_Task:_
Please recast the entries below as a Markdown table with a Row column holding a running number and a Line column holding each line, skipping blank lines. Leave the pictures out.

[Dataset rows showing where objects appear]
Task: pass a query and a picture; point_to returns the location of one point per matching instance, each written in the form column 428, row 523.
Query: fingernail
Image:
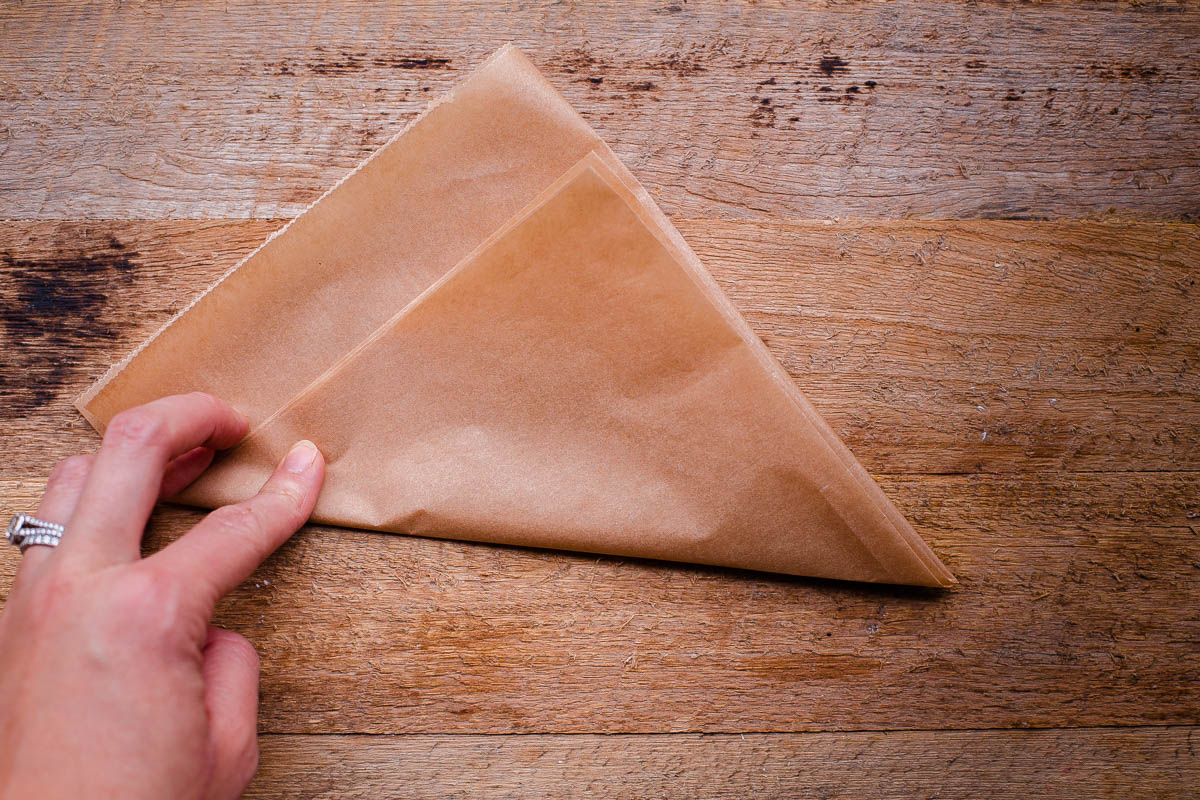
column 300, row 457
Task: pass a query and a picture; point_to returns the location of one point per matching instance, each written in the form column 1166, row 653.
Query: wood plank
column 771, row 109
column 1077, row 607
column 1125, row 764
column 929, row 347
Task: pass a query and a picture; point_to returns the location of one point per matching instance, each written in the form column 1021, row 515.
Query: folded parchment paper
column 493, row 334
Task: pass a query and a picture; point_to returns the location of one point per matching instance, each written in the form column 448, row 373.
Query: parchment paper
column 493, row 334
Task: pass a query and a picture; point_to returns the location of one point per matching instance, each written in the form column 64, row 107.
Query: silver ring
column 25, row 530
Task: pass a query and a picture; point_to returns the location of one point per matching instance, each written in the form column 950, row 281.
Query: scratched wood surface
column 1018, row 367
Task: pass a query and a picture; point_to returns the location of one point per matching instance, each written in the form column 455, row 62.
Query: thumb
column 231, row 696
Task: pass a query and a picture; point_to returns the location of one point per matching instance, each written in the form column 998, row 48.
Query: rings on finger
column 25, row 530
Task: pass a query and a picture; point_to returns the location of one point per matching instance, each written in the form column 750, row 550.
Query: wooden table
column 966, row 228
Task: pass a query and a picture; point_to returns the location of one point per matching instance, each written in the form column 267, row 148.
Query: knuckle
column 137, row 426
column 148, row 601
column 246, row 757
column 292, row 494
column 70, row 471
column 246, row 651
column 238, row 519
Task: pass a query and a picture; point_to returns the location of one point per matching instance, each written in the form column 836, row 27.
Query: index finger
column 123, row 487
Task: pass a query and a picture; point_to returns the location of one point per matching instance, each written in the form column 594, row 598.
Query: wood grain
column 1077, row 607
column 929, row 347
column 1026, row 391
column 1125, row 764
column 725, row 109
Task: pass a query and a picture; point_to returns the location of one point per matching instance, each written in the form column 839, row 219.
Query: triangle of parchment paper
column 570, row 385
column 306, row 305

_The completed task:_
| Row | Line |
|---|---|
| 1 | Task: pass a query and a picture; point_to returns the location of one point per matching instance, each written in the form column 428, row 523. |
| 2 | Query: fingernail |
| 3 | Image: |
| 4 | column 300, row 457 |
| 5 | Task: pass a query and a picture; point_to returns the location of one point per matching instance, each written in the form column 1166, row 653. |
| 6 | Query: wood plank |
| 7 | column 771, row 109 |
| 8 | column 1077, row 607 |
| 9 | column 1125, row 764 |
| 10 | column 929, row 347 |
| 11 | Task: pass a query and a picture; point_to returns the location of one point per matching instance, each written in the form column 1021, row 515. |
| 12 | Query: folded parchment paper |
| 13 | column 493, row 334 |
| 14 | Task: pass a query and a picture; point_to returns the location of one point per matching instance, each written in the form column 448, row 373. |
| 15 | Query: parchment paper |
| 16 | column 493, row 334 |
| 17 | Task: pass a query and a picture; point_to returns the location of one point per matching instance, each written in the form column 64, row 107. |
| 18 | Query: silver ring |
| 19 | column 25, row 530 |
| 20 | Task: pass a query and a picture; point_to returns the location of one point per matching instance, each written in the form column 950, row 281. |
| 21 | Query: scratched wood surface |
| 22 | column 1018, row 367 |
| 23 | Task: pass a query and a picture; point_to returns the location of one point per matching instance, each written in the form column 455, row 62. |
| 24 | Query: thumb |
| 25 | column 231, row 696 |
| 26 | Task: pass a query and a picture; point_to returns the location of one point per matching instance, each written in the form column 998, row 48. |
| 27 | Query: rings on finger |
| 28 | column 25, row 530 |
| 29 | Task: pass a query and a picture; point_to returns the location of one point per matching instance, each written in the form column 750, row 550. |
| 30 | Query: wooden table |
| 31 | column 966, row 228 |
| 32 | Task: pass a query and a picture; point_to returns the location of one point per matching instance, each written in the form column 267, row 148. |
| 33 | Query: knuckle |
| 34 | column 137, row 426 |
| 35 | column 148, row 601 |
| 36 | column 246, row 757 |
| 37 | column 292, row 494 |
| 38 | column 70, row 471 |
| 39 | column 246, row 651 |
| 40 | column 238, row 519 |
| 41 | Task: pass a query and a picture; point_to returns the location of one point per matching instance, each written in the form column 836, row 27. |
| 42 | Query: index finger |
| 43 | column 123, row 487 |
| 44 | Task: pass a query and a picture; point_to returns the location of one point per matching instance, each written in the form column 594, row 598. |
| 45 | Query: wood grain |
| 46 | column 1077, row 607 |
| 47 | column 929, row 347 |
| 48 | column 1026, row 391 |
| 49 | column 1125, row 764 |
| 50 | column 725, row 109 |
| 51 | Task: pass a query and a picture; point_to returns the location of one point per matching instance, each written in the form column 839, row 219. |
| 52 | Query: triangle of parchment paper |
| 53 | column 570, row 385 |
| 54 | column 306, row 305 |